À son rythme, Ange Halliwell parsème sa dose de fantaisie sur diverses plateformes. Depuis The Wheel Of Time, son premier album sorti sur High Heal en janvier, le jeune musicien harpiste nous dévoile des bribes de ses multiples talents. Aujourd’hui, nous vous proposons de déambuler dans son monde qui affronte la réalité avec une douce spiritualité.
En composant son personnage de scène d’un nom influent tiré de la culture populaire et visuelle, Ange Halliwell englobe son oeuvre d’une aura mystique et mystérieuse. Il fait honneur à la magie de ce monde lorsqu’il est accompagné de sa harpe électrique afin d’exprimer maintes émotions vécues à travers les saisons. Ange Halliwell revisite les codes de la musique de chambre en y ajoutant des références d’électronique et manœuvrant son travail post-enregistrement. Son travail est à savourer à tout moment, mais particulièrement en cette période automnale douillette. Ange Halliwell est un contemporain qui aborde le passé de façon non exclusive, en faisant perdurer l’héritage musical dans la modernité.
Manifesto XXI – Ce nom, Ange Halliwell, est-ce une référence aux sœurs Halliwell de Charmed ? Si oui, pourquoi ?
Ange Halliwell : Exactement ! Depuis tout petit, j’ai baigné dans cet univers de “sorcières”. J’étais trop fan. Puis j’ai combiné avec “Ange” parce que je suis très intéressé par la spiritualité. Ce n’est pas vraiment pour me représenter moi mais plutôt parce que j’adore ce mot : c’est très pur, très blanc. En tout cas, pratiquement indescriptible avec nos mots humains. De combiner ça avec « Halliwell », qui se raccroche aux sorcières. C’est un contraste marrant je trouve.
La sorcellerie, qu’est-ce que c’est pour toi ?
.....
À FAIRE:
[a] Dans l'entretien avec Ange Halliwell, quel est le titre du premier album du musicien ?
[b] Recopiez fidèlement le passage de l'entretien avec Ange Halliwell qui va de « En composant son » jusqu'à « dans la modernité. » inclus.
[c] Rédigez la suite de l'entretien avec Ange Halliwell à partir de sa dernière phrase, s'il vous plaît.

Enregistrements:
.....
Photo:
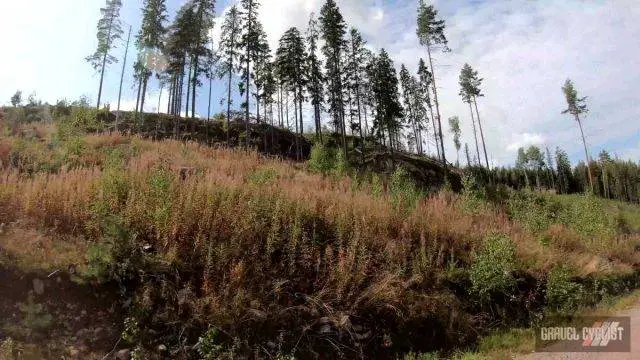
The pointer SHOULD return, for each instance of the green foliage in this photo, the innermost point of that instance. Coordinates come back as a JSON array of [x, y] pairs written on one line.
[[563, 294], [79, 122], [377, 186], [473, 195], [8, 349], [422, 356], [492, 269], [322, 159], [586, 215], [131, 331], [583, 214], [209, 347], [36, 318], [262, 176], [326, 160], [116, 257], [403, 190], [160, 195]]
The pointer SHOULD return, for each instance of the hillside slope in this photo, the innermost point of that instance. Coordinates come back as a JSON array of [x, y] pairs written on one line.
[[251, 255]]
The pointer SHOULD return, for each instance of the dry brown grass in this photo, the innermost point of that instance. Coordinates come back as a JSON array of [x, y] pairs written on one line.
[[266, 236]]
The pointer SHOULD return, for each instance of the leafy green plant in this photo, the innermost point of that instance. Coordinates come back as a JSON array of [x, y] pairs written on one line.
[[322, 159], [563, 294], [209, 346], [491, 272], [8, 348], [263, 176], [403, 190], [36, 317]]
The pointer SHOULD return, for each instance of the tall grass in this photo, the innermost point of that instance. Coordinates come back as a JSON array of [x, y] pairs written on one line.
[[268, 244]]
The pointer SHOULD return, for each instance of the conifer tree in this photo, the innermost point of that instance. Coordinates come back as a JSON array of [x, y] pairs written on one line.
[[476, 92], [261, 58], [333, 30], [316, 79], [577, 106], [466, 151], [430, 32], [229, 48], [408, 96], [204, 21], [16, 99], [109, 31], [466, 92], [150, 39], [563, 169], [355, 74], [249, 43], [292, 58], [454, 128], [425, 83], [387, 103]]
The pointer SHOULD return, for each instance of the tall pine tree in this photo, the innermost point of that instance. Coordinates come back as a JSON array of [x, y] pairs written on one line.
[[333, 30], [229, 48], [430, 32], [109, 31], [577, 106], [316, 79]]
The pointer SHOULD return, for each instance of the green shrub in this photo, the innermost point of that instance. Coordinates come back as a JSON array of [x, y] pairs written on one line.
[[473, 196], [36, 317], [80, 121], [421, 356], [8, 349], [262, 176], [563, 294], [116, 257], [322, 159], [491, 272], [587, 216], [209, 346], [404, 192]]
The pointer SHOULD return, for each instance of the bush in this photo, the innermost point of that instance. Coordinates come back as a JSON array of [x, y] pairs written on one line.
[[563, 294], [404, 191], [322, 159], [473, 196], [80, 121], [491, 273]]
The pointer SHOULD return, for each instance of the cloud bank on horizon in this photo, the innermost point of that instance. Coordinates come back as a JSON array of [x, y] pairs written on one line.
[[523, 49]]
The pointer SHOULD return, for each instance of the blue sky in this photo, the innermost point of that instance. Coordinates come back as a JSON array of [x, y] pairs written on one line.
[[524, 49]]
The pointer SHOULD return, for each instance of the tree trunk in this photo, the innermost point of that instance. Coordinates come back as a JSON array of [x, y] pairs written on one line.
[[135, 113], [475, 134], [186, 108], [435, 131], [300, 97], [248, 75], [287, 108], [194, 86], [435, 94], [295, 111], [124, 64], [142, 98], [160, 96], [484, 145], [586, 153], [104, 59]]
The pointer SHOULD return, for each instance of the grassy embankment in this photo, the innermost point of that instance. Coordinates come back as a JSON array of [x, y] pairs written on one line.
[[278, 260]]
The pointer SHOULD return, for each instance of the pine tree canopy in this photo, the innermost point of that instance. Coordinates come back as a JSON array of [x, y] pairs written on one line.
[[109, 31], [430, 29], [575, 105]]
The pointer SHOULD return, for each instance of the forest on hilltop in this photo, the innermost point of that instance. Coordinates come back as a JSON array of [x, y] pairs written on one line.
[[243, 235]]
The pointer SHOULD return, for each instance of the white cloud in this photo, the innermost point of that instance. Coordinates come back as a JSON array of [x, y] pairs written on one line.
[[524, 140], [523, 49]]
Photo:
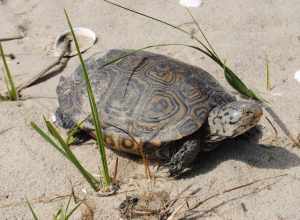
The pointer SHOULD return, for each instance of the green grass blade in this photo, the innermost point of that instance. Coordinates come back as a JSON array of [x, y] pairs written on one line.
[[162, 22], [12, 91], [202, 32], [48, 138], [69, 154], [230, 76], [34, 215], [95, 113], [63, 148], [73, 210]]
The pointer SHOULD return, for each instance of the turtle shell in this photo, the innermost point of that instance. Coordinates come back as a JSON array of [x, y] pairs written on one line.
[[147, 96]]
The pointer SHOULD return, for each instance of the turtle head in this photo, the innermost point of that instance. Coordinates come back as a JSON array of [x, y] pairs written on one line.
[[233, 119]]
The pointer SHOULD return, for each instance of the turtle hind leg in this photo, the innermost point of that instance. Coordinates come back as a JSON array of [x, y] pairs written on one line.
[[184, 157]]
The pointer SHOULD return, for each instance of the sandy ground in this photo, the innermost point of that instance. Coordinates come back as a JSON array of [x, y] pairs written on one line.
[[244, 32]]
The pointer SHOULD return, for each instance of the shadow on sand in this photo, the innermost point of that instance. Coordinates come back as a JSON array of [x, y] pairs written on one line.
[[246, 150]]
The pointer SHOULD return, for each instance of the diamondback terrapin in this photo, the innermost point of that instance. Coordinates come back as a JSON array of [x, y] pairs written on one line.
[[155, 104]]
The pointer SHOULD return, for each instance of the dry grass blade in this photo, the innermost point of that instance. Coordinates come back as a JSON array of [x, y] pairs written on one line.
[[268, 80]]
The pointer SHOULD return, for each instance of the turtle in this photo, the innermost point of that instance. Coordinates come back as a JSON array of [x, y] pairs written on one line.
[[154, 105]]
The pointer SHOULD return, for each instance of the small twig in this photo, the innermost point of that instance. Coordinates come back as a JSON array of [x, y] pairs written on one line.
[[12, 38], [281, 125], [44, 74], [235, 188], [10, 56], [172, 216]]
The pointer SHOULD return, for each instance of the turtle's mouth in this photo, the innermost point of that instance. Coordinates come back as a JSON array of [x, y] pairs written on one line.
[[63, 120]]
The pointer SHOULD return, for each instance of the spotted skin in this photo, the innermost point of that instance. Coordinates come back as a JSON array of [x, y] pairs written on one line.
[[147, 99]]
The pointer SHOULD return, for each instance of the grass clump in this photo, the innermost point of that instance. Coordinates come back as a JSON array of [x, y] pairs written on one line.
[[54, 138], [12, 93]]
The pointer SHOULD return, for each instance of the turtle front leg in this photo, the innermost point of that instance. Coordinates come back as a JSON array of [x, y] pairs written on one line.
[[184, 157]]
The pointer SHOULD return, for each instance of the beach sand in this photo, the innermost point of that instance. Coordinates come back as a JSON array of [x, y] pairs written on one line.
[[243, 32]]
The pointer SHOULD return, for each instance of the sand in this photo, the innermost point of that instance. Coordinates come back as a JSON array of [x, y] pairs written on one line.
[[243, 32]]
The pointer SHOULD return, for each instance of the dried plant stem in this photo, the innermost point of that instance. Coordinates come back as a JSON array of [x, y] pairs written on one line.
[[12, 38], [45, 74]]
.....
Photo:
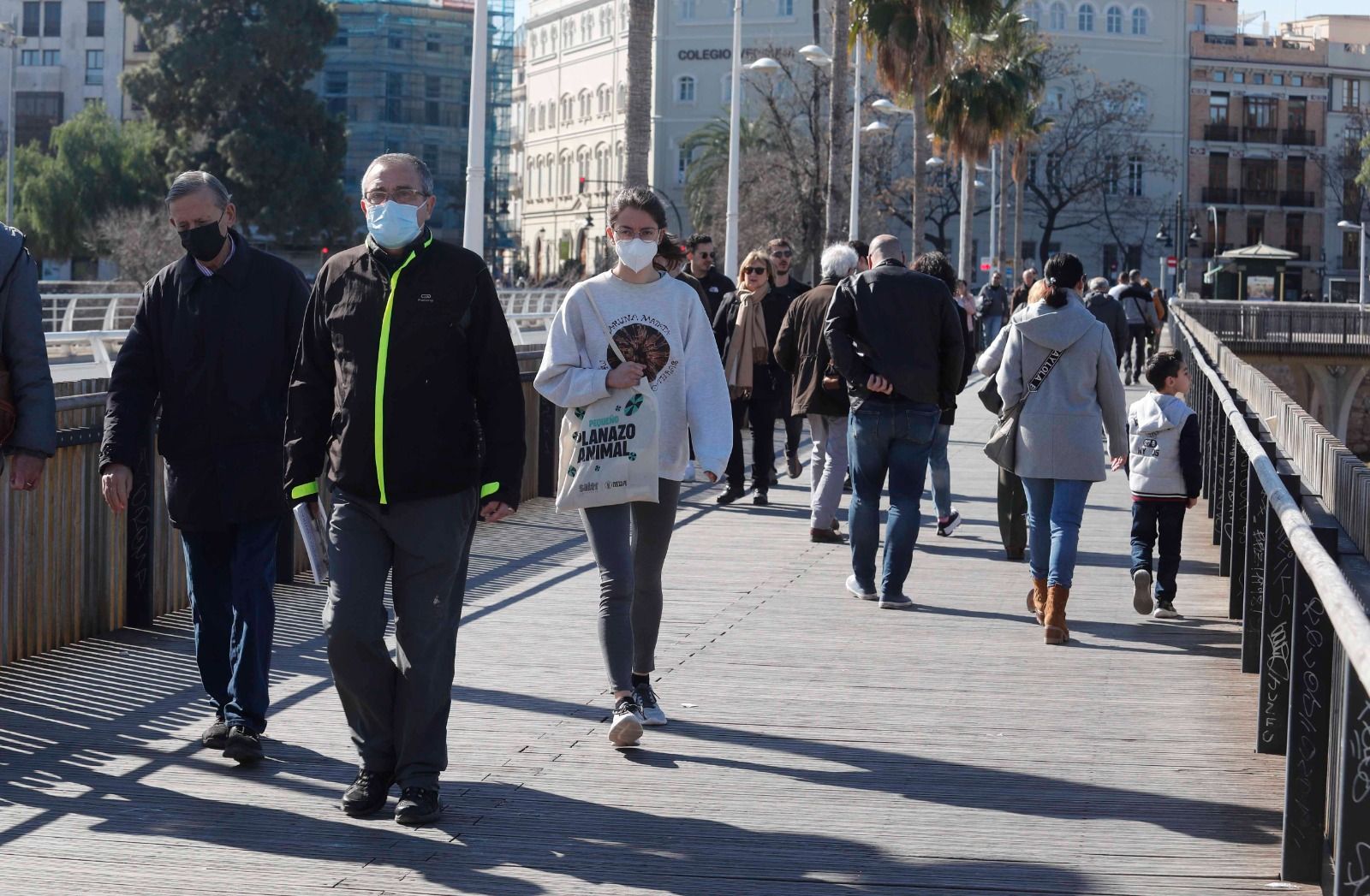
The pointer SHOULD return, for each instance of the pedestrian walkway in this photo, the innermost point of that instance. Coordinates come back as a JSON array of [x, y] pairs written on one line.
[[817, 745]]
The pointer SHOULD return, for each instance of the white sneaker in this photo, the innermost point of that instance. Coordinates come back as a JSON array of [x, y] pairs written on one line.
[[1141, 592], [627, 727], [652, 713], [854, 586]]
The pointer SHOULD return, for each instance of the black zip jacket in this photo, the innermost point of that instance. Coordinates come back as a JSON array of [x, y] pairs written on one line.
.....
RÉPONSES CI-DESSOUS:
[a] The Wheel Of Time.

[b]
En composant son personnage de scène d’un nom influent tiré de la culture populaire et visuelle, Ange Halliwell englobe son oeuvre d’une aura mystique et mystérieuse. Il fait honneur à la magie de ce monde lorsqu’il est accompagné de sa harpe électrique afin d’exprimer maintes émotions vécues à travers les saisons. Ange Halliwell revisite les codes de la musique de chambre en y ajoutant des références d’électronique et manœuvrant son travail post-enregistrement. Son travail est à savourer à tout moment, mais particulièrement en cette période automnale douillette. Ange Halliwell est un contemporain qui aborde le passé de façon non exclusive, en faisant perdurer l’héritage musical dans la modernité.

[c]
Pendant un temps ça m’a intéressé, mais j’en ai jamais pratiqué. Je considère cela comme dangereux. C’est utiliser des forces qu’on ne maîtrise pas et qui nous dépassent, que ce soit pour faire le bien ou le mal. Bien sûr ça m’intéresse beaucoup d’en parler et toute l’esthétique qui entoure ce sujet mais j’ai du mal avec l’aspect “mode” qui fait que beaucoup de gens n’effleurent que ce que peut être une sorcière. Chez nous par exemple, en Béarn, elle s’appellent les « broishas » (brouche). Elle étaient craintes, mais à la fois respectées car guérisseuses . D’un point de vu personnel, la spiritualité c’est quelque chose de distinct qui est plus organique et proche de la nature. C’est un respect de ce qui nous entoure et qui est fondamentalement « bon ».
En dehors de ton rapport avec la musique, comment te décrirais-tu en tant que personne ?
(rire, puis beaucoup de rires) Je ne sais pas ! Je suis très curieux. Lorsque quelque chose me fascine, je m’y mets à fond. Puis lorsque j’ai fait tout ce que j’aurais pu faire, je passe à autre chose.
D’un point de vu personnel, la spiritualité c’est quelque chose de distinct qui est plus organique et proche de la nature. C’est un respect de ce qui nous entoure et qui est fondamentalement « bon ».
Ange Halliwell
Quand a commencé ton processus de création musicale ?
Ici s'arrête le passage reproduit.